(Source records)
======

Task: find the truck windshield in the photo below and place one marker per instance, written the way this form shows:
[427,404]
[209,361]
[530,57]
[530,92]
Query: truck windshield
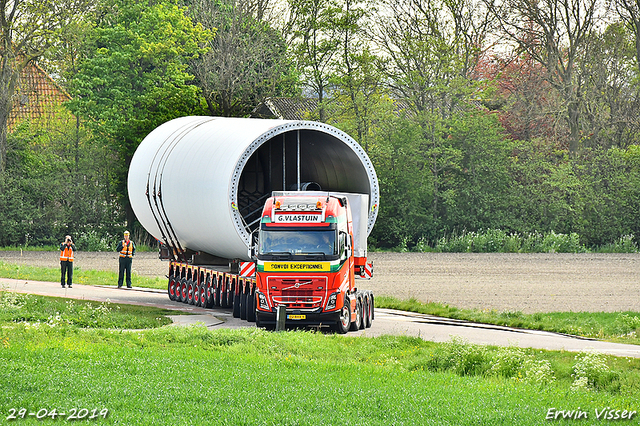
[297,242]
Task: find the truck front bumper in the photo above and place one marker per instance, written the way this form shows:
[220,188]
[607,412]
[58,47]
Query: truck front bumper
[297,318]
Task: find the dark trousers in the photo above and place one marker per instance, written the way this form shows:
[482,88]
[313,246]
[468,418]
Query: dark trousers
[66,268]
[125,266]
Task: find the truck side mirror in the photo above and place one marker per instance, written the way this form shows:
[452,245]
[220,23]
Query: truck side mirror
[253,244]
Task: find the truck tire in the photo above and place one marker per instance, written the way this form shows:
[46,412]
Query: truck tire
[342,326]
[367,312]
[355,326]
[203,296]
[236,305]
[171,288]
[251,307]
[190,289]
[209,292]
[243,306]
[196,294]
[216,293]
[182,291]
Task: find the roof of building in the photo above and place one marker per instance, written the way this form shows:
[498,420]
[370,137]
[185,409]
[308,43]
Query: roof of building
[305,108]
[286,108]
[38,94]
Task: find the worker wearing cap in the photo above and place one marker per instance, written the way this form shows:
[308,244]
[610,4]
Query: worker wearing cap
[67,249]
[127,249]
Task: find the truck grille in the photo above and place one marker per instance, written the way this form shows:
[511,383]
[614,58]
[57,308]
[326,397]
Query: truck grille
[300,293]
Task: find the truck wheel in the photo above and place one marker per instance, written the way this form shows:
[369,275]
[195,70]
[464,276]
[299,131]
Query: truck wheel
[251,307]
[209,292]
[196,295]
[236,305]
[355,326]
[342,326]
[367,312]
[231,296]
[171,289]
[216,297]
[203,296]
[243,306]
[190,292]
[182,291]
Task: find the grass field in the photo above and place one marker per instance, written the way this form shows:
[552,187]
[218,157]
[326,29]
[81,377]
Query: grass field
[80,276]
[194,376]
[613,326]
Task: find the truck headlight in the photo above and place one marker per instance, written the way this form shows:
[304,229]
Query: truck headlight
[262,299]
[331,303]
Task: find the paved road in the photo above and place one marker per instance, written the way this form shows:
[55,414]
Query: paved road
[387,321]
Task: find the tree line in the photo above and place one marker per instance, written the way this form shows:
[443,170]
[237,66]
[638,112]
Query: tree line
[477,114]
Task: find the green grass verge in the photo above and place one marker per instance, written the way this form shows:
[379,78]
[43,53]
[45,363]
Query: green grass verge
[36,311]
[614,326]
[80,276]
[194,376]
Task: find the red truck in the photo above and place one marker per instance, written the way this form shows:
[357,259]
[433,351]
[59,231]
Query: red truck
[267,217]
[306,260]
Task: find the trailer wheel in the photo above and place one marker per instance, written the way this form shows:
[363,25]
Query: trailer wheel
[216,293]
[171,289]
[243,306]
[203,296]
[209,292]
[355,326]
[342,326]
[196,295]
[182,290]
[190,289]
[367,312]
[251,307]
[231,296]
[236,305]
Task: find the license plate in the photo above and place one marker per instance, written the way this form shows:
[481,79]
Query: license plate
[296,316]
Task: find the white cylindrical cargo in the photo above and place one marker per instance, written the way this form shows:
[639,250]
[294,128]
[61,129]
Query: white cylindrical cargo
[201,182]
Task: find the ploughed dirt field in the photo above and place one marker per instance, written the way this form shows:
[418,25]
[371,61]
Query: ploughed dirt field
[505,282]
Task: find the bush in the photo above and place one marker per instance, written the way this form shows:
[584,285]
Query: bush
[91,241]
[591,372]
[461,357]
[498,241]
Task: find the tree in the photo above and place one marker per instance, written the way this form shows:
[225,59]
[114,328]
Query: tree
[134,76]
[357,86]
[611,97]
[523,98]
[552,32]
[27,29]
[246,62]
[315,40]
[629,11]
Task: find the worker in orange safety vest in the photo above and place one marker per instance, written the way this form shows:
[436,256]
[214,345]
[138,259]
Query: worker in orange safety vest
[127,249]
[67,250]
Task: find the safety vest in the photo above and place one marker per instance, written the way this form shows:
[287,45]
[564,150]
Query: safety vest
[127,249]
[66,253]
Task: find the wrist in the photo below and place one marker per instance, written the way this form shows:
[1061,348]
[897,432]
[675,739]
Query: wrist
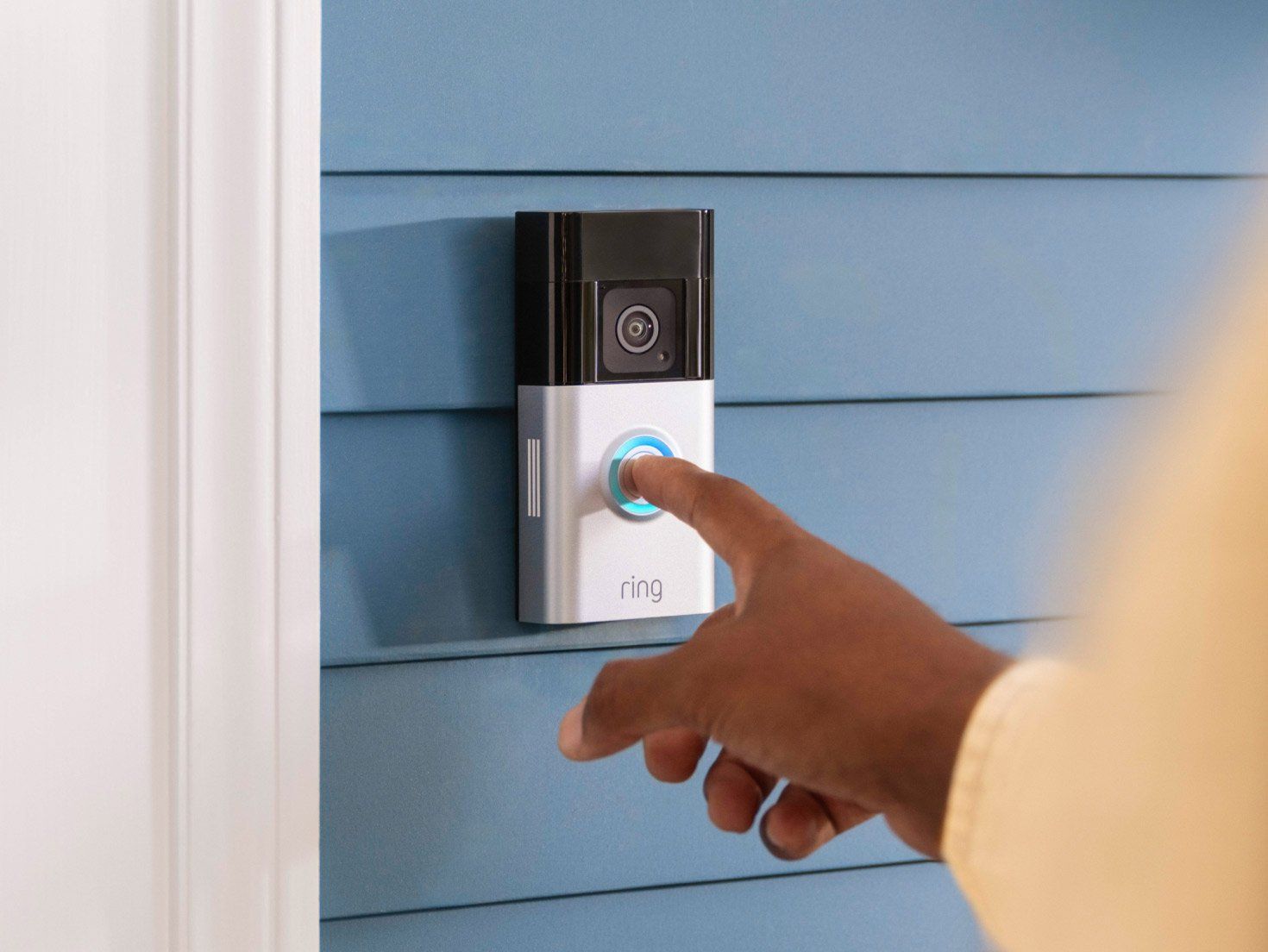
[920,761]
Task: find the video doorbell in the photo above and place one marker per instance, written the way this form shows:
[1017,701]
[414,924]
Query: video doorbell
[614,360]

======

EXERCISE =>
Omitting the pictures, copy each record above exactly as it stands.

ANSWER SECTION =>
Task: find the truck windshield in the photo below and place one marker per instance, written the way this form shows:
[427,404]
[209,361]
[530,57]
[530,92]
Query: truck windshield
[297,242]
Task: find the truck front bumper in the photo above and place one marker per instance, written the way this form shows:
[220,188]
[607,412]
[58,47]
Query: truck front bumper
[297,318]
Task: find the dark trousers in the photo above and place one marker per instance, written the way this form shows:
[482,88]
[313,246]
[468,418]
Query: dark trousers
[66,268]
[125,266]
Task: find the truck side mirror in the photo above and place one marker per instance, written the way this form shows:
[452,245]
[220,23]
Query: truck side mirror
[253,244]
Task: find the truck tire in the photo above and place one marker per instance, written the way this form shows:
[46,412]
Query: truck tire
[342,326]
[367,312]
[355,326]
[203,296]
[236,305]
[171,288]
[251,307]
[190,289]
[209,292]
[243,306]
[196,294]
[216,293]
[182,291]
Task: find the roof of building in the photo above and place one marker per instance, written the way this form shows:
[498,420]
[370,137]
[185,409]
[308,43]
Query: roof of building
[305,108]
[286,108]
[38,94]
Task: find the worker wearing cap in the photo above and place one marker per instance, written the way this form shows:
[308,244]
[610,4]
Query: worker wearing cap
[67,249]
[127,249]
Task: find the truck grille in the photo above and place one marker per instance, written the way this form shows:
[511,383]
[614,58]
[57,308]
[326,397]
Query: truck grille
[300,293]
Task: find the truck wheel in the photo above and place one marker per instance, written the way this form shows:
[369,275]
[195,70]
[464,276]
[299,131]
Query: truck wheel
[251,307]
[209,292]
[196,295]
[236,305]
[355,326]
[342,326]
[367,312]
[231,296]
[171,289]
[216,297]
[203,296]
[243,306]
[190,292]
[182,291]
Task: find the grass field in the photo above and place one marker per instance, written the way this form shows:
[552,187]
[218,157]
[326,29]
[81,377]
Query: grass field
[80,276]
[194,376]
[613,326]
Task: find the truck headlight in the photo above and place one marker per instance, written the way this form shows:
[304,229]
Query: truck headlight
[262,299]
[331,303]
Task: find the paved road in the photo above and place one marker per instance, written the way this form shows:
[55,414]
Query: paved road
[387,321]
Task: find the tree line in the photo above and place one marker per instance, written the way this form shows:
[443,170]
[237,66]
[638,112]
Query: tree line
[477,114]
Task: find the green grass verge in the photo above and place one marker per instance, written the way this form shows:
[379,78]
[43,53]
[45,363]
Query: green grass verge
[36,311]
[614,326]
[80,276]
[194,376]
Task: find the red truck in the photo above and place one marker per instance, written the way this form shows:
[357,259]
[433,351]
[59,231]
Query: red truck
[267,217]
[306,260]
Task: find the trailer wheel in the photo above and place one marker per instance, written the way this form shows:
[363,25]
Query: trailer wheel
[216,293]
[171,289]
[243,306]
[203,296]
[209,292]
[355,326]
[342,326]
[196,295]
[182,290]
[190,289]
[367,312]
[251,307]
[231,296]
[236,305]
Task: find the license plate in the photo above and place one marker per instance, written the way this form shows:
[481,79]
Query: license plate
[296,316]
Task: find the white cylindrical cargo in the photo above and place one marker per instance, written the way this form shows:
[639,250]
[294,128]
[61,129]
Query: white cylindrical cargo
[201,182]
Task: find the ploughed dirt field in the photo above and place one marker per instance, written the way this form shows:
[418,25]
[371,61]
Query: ploughed dirt field
[505,282]
Task: find the bush in the photo above and place one marker per instance, written the way this form shows:
[584,285]
Query: bush
[91,241]
[591,372]
[461,357]
[498,241]
Task: find the tree in the photo above and place one marker per instance, written the way this form shows:
[225,59]
[114,328]
Query: tree
[134,76]
[357,86]
[611,97]
[523,98]
[552,32]
[27,29]
[246,62]
[315,40]
[629,11]
Task: find the worker in orange safety vest in the photo above and place one marker per instance, written the way this form shows:
[436,256]
[214,345]
[138,259]
Query: worker in orange safety vest
[127,249]
[67,250]
Task: find the safety vest in the photo above and place one marker per instance, written the way this form shows:
[287,45]
[564,150]
Query: safety vest
[127,249]
[66,253]
Task: find the wrist in the photo below and place one marker per instance, written the way this form shows:
[1061,348]
[897,432]
[675,739]
Query: wrist
[920,761]
Task: find the video doorbell in the photo above and place one marker per instance, written the way this form shows:
[1017,701]
[414,924]
Query: video doorbell
[614,360]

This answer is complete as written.